If experiment 1, make sure `cutoff_epochs` equal to `num_epochs`

In [23]:
# EXPERIMENT 1: Train models independently for num_epochs with SGD and NGD

if hp["experiment_type"] == "standard":
    train_losses = {}
    val_losses = {}
    update_norms = {}
    all_update_norms = {}

    criterion = nn.CrossEntropyLoss()

    for title, model in models.items():

        # Store list for SGD losses, NGD losses, for train and val
        model_train_losses = {optim : [] for optim in optimizers}
        model_val_losses = {optim : [] for optim in optimizers}
        model_update_norms = {optim : [] for optim in optimizers}
        model_all_update_norms = {optim : [] for optim in optimizers}

        for optim in optimizers:
            state = copy.deepcopy(model[optim][0])
            if optim == "sgd":
                optimizer = t.optim.SGD(
                    params=state.parameters(),
                    lr=hp["sgd_lr"],
                    momentum=hp["momentum"],
                    nesterov=hp["nesterov"],
                )
            elif optim == "ngd":
                optimizer = NGD(
                    params=state.parameters(),
                    lr=hp["ngd_lr"],
                    alpha=hp["alpha"],
                    eta=hp["eta"],
                    epsilon=hp["epsilon"],
                    delta=hp["delta"],
                    momentum=hp["momentum"],
                    nesterov=hp["nesterov"],
                )
            print(f"TRAINING MODEL: {title} | OPTIMISER: {optim}")
            initial_train_loss = evaluate(state, train_loader, criterion, device)
            initial_val_loss = evaluate(state, test_loader, criterion, device)
            model_train_losses[optim].append(initial_train_loss)
            model_val_losses[optim].append(initial_val_loss)
            #only train till cutoff epochs
            for epoch in range(1, hp["cut_off_epochs"]+1):
                train_loss, update_norm, _, epoch_update_norms = train_one_epoch(state, train_loader, optimizer, criterion, device)
                val_loss = evaluate(state, test_loader, criterion, device)
                model_train_losses[optim].append(train_loss)
                model_update_norms[optim].append(update_norm)
                model_val_losses[optim].append(val_loss)
                model_all_update_norms[optim] += epoch_update_norms
                model[optim].append(copy.deepcopy(state))
                print(f"Epoch {epoch}/{hp['num_epochs']}: train_loss={train_loss:.4f}, val_loss={val_loss:.4f}")

        # Save train/val loss dictionaries to the right model key
        train_losses[title] = model_train_losses
        val_losses[title] = model_val_losses
        update_norms[title] = model_update_norms
        all_update_norms[title] = model_all_update_norms


In [24]:
# EXPERIMENT 2: Train to convergence with SGD, then continue with SGD and NGD and compare

if hp["experiment_type"] == "swap":
    train_losses = {}
    val_losses = {}
    update_norms = {}
    all_update_norms = {}

    criterion = nn.CrossEntropyLoss()

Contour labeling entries
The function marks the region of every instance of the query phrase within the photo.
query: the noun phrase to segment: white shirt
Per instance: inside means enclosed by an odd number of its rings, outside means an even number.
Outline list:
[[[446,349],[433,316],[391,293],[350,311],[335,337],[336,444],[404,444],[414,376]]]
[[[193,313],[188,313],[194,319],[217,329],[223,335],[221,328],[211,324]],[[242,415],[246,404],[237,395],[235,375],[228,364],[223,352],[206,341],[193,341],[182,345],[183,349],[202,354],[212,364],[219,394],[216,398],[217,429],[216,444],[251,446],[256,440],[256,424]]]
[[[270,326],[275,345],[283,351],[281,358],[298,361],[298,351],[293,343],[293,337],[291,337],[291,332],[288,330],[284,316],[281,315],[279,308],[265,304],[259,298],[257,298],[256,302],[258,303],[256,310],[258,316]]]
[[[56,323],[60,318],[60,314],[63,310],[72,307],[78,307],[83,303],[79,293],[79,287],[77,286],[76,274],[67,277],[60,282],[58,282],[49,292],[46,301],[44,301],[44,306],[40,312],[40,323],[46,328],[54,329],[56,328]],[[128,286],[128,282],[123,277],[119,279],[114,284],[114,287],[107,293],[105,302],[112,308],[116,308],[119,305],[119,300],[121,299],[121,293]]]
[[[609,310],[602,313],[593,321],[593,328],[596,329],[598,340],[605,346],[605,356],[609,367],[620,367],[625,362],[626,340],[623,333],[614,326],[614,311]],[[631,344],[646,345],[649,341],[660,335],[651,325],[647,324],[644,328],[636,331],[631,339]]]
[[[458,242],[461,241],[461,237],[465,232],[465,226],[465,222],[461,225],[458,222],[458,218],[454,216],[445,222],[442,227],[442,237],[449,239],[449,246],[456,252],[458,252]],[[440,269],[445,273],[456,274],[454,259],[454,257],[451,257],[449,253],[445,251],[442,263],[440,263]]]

Requirements =
- 1) From the SGD and NGD training notebook, extract the lines from "model_train_losses[optim].append(initial_train_loss)" up to and including "optimizer, criterion, device)".
- 2) In the SGD and NGD training notebook, which loss function is assigned to criterion?
- 3) Continue the SGD and NGD training notebook from the point where it stops.

Results of the tasks =
- 1)
model_train_losses[optim].append(initial_train_loss)
            model_val_losses[optim].append(initial_val_loss)
            #only train till cutoff epochs
            for epoch in range(1, hp["cut_off_epochs"]+1):
                train_loss, update_norm, _, epoch_update_norms = train_one_epoch(state, train_loader, optimizer, criterion, device)

- 2) nn.CrossEntropyLoss()

- 3)
    for title, model in models.items():

        del model["ngd"][0]

        model_train_losses = {"sgd" : [], "ngd" : [None for i in range(hp["cut_off_epochs"]+1)]}
        model_val_losses = {"sgd" : [], "ngd" : [None for i in range(hp["cut_off_epochs"]+1)]}
        model_update_norms = {"sgd" : [], "ngd" : [None for i in range(hp["cut_off_epochs"]+1)]}
        model_all_update_norms = {"sgd" : [], "ngd" : [None for i in range(len(train_loader)*hp["cut_off_epochs"])]}

        state = copy.deepcopy(model["sgd"][0])
        optimizer = t.optim.SGD(
            params=state.parameters(),
            lr=hp["sgd_lr"],
            momentum=hp["momentum"],
            nesterov=hp["nesterov"],
        )
    
        print(f"TRAINING MODEL: {title} | OPTIMISER: SGD")
        initial_train_loss = evaluate(state, train_loader, criterion, device)
        initial_val_loss = evaluate(state, test_loader, criterion, device)
        model_train_losses["sgd"].append(initial_train_loss)
        model_val_losses["sgd"].append(initial_val_loss)
        for epoch in range(1, hp["cut_off_epochs"]+1):
            train_loss, update_norm, _, epoch_update_norms = train_one_epoch(state, train_loader, optimizer, criterion, device)
            val_loss = evaluate(state, test_loader, criterion, device)
            model_train_losses["sgd"].append(train_loss)
            model_update_norms["sgd"].append(update_norm)
            model_val_losses["sgd"].append(val_loss)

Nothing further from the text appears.